AIM OF THE EXERCISE
Count the lines in the listing below that contain the string "wing", with case counting, and reply with only the number.

* begin INPUT RECORDS *

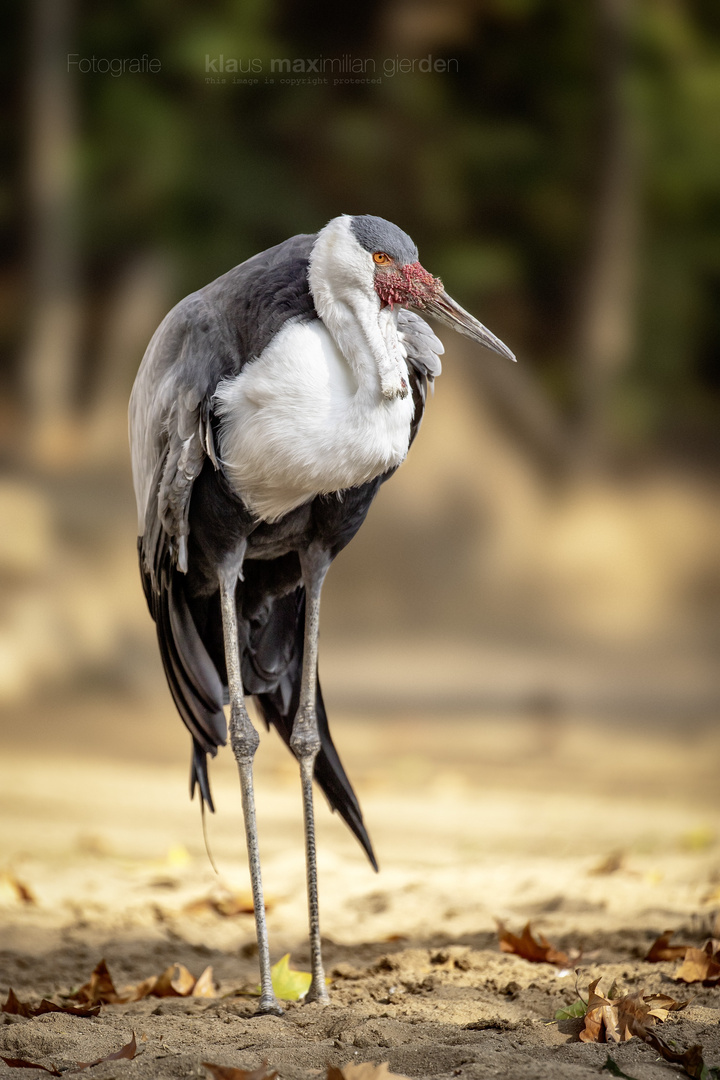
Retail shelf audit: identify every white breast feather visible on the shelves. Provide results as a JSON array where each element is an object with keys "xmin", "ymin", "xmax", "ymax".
[{"xmin": 215, "ymin": 320, "xmax": 413, "ymax": 522}]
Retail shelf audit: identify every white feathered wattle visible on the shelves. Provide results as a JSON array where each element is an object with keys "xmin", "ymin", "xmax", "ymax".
[{"xmin": 215, "ymin": 217, "xmax": 413, "ymax": 522}]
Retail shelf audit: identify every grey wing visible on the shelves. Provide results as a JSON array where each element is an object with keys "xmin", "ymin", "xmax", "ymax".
[
  {"xmin": 130, "ymin": 294, "xmax": 227, "ymax": 572},
  {"xmin": 130, "ymin": 235, "xmax": 315, "ymax": 572},
  {"xmin": 130, "ymin": 237, "xmax": 315, "ymax": 809},
  {"xmin": 397, "ymin": 308, "xmax": 445, "ymax": 443}
]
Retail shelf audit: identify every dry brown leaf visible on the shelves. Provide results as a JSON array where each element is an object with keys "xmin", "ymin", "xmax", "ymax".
[
  {"xmin": 0, "ymin": 869, "xmax": 38, "ymax": 904},
  {"xmin": 646, "ymin": 930, "xmax": 690, "ymax": 963},
  {"xmin": 150, "ymin": 963, "xmax": 195, "ymax": 998},
  {"xmin": 1, "ymin": 986, "xmax": 100, "ymax": 1018},
  {"xmin": 71, "ymin": 1031, "xmax": 137, "ymax": 1072},
  {"xmin": 0, "ymin": 1057, "xmax": 63, "ymax": 1077},
  {"xmin": 675, "ymin": 940, "xmax": 720, "ymax": 984},
  {"xmin": 327, "ymin": 1062, "xmax": 408, "ymax": 1080},
  {"xmin": 70, "ymin": 960, "xmax": 127, "ymax": 1005},
  {"xmin": 495, "ymin": 919, "xmax": 570, "ymax": 968},
  {"xmin": 580, "ymin": 978, "xmax": 621, "ymax": 1042},
  {"xmin": 644, "ymin": 1031, "xmax": 715, "ymax": 1080},
  {"xmin": 580, "ymin": 978, "xmax": 688, "ymax": 1042},
  {"xmin": 203, "ymin": 1061, "xmax": 277, "ymax": 1080},
  {"xmin": 68, "ymin": 960, "xmax": 215, "ymax": 1002}
]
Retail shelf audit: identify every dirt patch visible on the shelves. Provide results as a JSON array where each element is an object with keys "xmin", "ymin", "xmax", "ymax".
[{"xmin": 0, "ymin": 701, "xmax": 720, "ymax": 1080}]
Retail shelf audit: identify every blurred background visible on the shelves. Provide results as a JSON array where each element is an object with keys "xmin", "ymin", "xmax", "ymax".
[{"xmin": 0, "ymin": 0, "xmax": 720, "ymax": 773}]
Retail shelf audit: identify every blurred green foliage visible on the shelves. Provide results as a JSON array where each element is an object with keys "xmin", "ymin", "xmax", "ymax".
[{"xmin": 0, "ymin": 0, "xmax": 720, "ymax": 456}]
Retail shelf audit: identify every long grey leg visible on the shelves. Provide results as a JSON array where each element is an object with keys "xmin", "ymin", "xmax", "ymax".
[
  {"xmin": 218, "ymin": 548, "xmax": 283, "ymax": 1016},
  {"xmin": 290, "ymin": 545, "xmax": 330, "ymax": 1001}
]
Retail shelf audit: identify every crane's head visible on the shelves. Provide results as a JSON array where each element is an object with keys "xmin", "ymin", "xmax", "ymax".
[{"xmin": 350, "ymin": 214, "xmax": 515, "ymax": 360}]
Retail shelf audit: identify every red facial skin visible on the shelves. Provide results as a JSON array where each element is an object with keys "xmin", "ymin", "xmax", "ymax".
[{"xmin": 375, "ymin": 262, "xmax": 443, "ymax": 310}]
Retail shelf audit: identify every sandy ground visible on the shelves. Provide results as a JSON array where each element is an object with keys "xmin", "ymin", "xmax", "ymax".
[{"xmin": 0, "ymin": 690, "xmax": 720, "ymax": 1080}]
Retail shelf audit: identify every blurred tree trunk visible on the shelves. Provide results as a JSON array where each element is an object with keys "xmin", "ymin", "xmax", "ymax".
[
  {"xmin": 22, "ymin": 0, "xmax": 80, "ymax": 463},
  {"xmin": 574, "ymin": 0, "xmax": 639, "ymax": 470}
]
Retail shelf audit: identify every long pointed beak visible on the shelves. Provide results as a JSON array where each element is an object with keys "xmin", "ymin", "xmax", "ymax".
[{"xmin": 423, "ymin": 292, "xmax": 517, "ymax": 361}]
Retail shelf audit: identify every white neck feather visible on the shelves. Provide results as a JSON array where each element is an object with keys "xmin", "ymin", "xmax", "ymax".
[{"xmin": 308, "ymin": 215, "xmax": 408, "ymax": 400}]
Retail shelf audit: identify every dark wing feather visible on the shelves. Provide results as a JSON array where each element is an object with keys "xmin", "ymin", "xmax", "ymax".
[{"xmin": 249, "ymin": 589, "xmax": 378, "ymax": 870}]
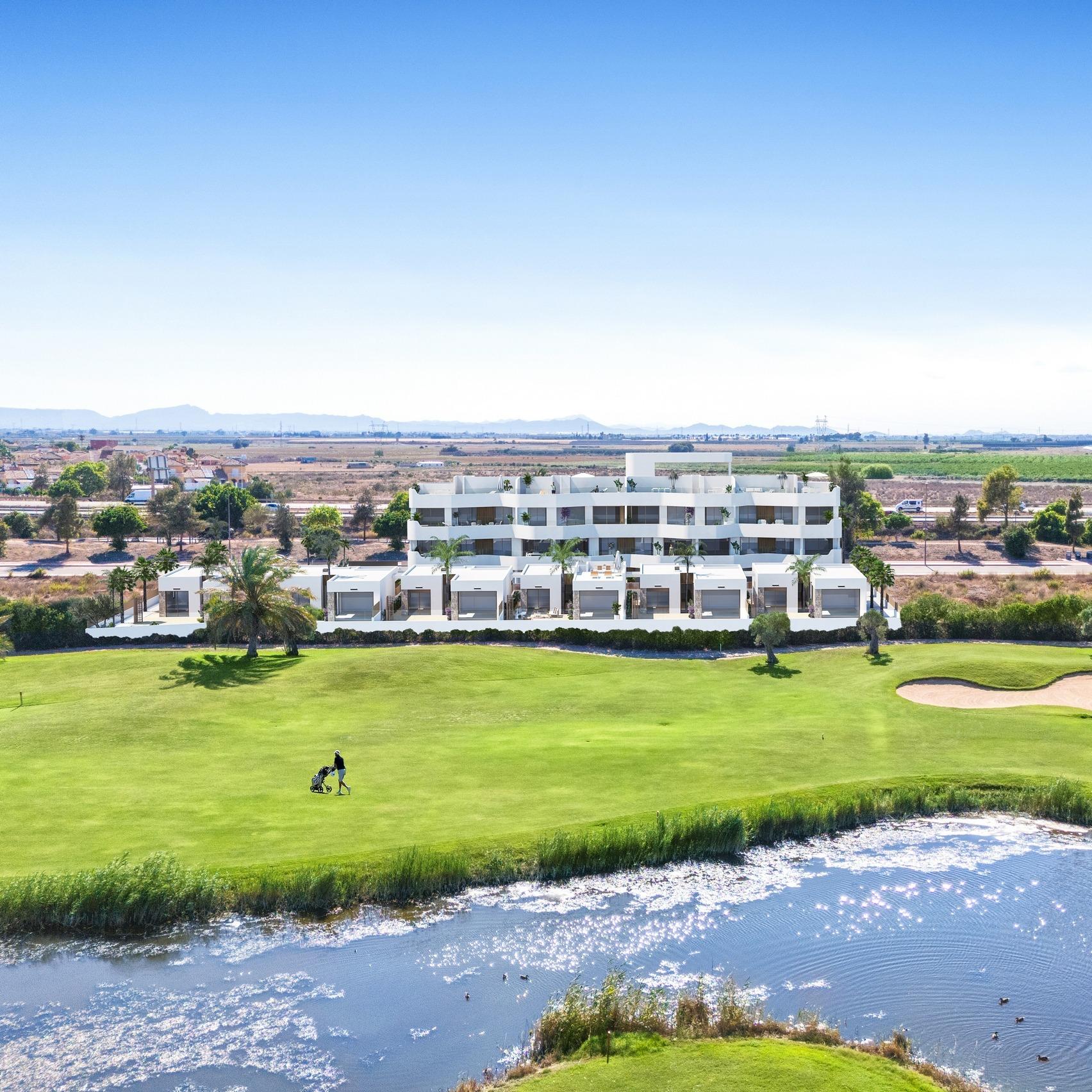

* end INPUT RECORDS *

REPLY
2